* _RECORDS PROVIDED_:
=-=-=-=-=
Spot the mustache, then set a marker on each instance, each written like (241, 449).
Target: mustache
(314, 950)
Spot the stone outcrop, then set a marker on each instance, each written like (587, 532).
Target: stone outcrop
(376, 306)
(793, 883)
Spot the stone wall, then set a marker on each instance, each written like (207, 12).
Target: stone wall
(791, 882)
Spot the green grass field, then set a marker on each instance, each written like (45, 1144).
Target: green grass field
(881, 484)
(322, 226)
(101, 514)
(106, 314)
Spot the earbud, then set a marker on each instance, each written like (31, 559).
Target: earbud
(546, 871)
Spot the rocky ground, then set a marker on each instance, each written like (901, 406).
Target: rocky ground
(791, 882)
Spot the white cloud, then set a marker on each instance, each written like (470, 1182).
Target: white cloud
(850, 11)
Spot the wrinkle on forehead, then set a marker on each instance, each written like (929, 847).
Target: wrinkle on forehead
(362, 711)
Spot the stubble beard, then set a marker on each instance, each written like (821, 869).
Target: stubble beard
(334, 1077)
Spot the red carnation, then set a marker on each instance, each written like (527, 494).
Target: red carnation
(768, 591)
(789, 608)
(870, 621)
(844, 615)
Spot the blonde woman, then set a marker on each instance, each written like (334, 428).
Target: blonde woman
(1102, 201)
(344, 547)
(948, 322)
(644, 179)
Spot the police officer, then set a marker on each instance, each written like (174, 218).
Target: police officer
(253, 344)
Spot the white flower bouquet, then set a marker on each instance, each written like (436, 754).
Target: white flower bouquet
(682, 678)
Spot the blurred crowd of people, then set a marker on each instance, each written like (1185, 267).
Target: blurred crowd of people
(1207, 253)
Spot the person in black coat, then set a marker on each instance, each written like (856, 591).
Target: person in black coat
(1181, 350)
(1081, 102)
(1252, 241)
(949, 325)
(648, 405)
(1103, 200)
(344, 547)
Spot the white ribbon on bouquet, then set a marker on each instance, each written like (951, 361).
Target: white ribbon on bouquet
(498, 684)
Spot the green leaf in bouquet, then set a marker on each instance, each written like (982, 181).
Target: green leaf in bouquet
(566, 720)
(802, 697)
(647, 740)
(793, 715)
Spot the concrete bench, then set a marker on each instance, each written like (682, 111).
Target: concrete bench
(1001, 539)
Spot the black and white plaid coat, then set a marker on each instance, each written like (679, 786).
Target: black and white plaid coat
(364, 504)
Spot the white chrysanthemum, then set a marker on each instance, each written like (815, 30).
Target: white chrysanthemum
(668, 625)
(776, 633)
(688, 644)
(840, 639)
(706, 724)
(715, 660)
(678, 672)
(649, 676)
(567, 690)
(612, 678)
=-=-=-=-=
* _WHAT IS NEEDED_:
Begin with the line that contains "Spot the white ribbon" and end with the last line of the records; set down every line in that span exactly, and nothing else.

* _ANSWER BELOW_:
Spot the white ribbon on bouquet, then set a marker on each instance, each written like (951, 361).
Target: white ribbon on bouquet
(498, 684)
Spot the green leaf in bouquet, then set a marker on each instance, each written like (982, 181).
Target: green leaf in bouquet
(566, 720)
(802, 697)
(647, 740)
(793, 715)
Spot the concrete bench, then set a marker on each instance, each written like (682, 111).
Target: concrete bench
(1001, 539)
Spot the black and white plaid coat, then set a marker on each instance, each written like (679, 786).
Target: black and white plaid coat
(364, 504)
Spot the white chrysanthemum, then set a marker on each instance, each written like (815, 30).
Target: white chrysanthemum
(668, 625)
(776, 633)
(688, 644)
(840, 639)
(706, 724)
(715, 660)
(678, 672)
(649, 676)
(567, 690)
(612, 678)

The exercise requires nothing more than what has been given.